● SET PROBLEM:
Extract all data as written.

● GIVEN RECORDS:
==================================================
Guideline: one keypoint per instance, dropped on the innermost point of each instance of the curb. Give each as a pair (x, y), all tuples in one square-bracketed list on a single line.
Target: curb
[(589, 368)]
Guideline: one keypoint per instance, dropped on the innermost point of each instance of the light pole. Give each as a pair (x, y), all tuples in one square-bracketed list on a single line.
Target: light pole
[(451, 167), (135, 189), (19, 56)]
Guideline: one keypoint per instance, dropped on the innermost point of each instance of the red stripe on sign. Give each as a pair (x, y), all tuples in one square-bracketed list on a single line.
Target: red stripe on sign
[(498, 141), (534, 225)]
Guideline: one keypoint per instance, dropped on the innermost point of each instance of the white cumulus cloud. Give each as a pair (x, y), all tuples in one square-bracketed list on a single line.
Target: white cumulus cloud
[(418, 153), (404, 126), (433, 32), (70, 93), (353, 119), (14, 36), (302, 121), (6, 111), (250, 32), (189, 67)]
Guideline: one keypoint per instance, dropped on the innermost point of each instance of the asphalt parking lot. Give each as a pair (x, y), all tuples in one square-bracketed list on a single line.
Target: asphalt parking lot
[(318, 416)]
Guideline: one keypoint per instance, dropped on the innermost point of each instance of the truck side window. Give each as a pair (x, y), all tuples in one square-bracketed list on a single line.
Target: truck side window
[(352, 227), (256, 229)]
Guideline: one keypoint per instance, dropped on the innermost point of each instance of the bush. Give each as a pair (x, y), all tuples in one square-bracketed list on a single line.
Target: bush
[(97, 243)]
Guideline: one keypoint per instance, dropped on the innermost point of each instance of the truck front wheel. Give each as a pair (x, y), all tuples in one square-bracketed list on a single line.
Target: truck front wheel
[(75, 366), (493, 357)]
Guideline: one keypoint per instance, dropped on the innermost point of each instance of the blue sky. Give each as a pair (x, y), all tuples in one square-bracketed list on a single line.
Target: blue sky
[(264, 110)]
==================================================
● REPLY TO THE TASK:
Guideline: one keypoint per instance, dropped on the innermost point of each instance of the curb. Give each as a pair (x, y), all tuples in one square-bracketed list on a single line.
Target: curb
[(589, 368)]
Guideline: one keypoint per instance, dropped on the innermost point of each instance of the light pole. Give each as a pair (x, y), all tuples in one square-bracketed list on a single line.
Target: light pole
[(451, 167), (135, 189), (19, 56)]
Guideline: one keypoint per instance, dropped on the innermost point of each instance of the red stripe on sign. Give each as a pair (x, y), all tuples in one square-bracketed list on a single line.
Target: red stripe on sign
[(498, 141), (534, 225)]
Guideline: one keypoint per instance, dropped on the innermost point of each instance of the white cumulus cloud. Give each as a pair (x, y), all tuples in one square-bracketed list on a single line.
Target: white cumulus cloud
[(418, 153), (404, 126), (433, 32), (70, 93), (353, 119), (14, 36), (302, 121), (6, 111), (250, 32), (189, 67)]
Guideline: one keypoint per instance, dropped on the innermost point of each instance of the asphalt parking lot. Give each as a pair (x, y), all tuples in one square-bracketed list on a single line.
Target: asphalt parking lot
[(318, 416)]
Guideline: one keypoint per instance, dropped on the innermost point of each instance of the truck side window. Give each as a pair (x, y), all tuples in one square-bracketed list on a single line.
Target: truck side window
[(352, 227), (256, 229)]
Guideline: one keypoint per instance, dropped on the innermost point of each instance of the bush. Give each as a pair (x, y), all tuples in one square-bracketed list on a single line.
Target: bush
[(97, 243)]
Guideline: one keypoint per instance, dropped on the innermost point of each instance of the truck front wheel. Give each as a pair (x, y), all tuples in one square-bracketed list on a single line.
Target: truck front wheel
[(75, 366), (493, 357)]
Guideline: one keypoint per instance, dropped on the innermost point of each instance of the blue sky. Give each as a pair (x, y), all tuples in one square-bracketed list on a single line.
Target: blue sky
[(264, 110)]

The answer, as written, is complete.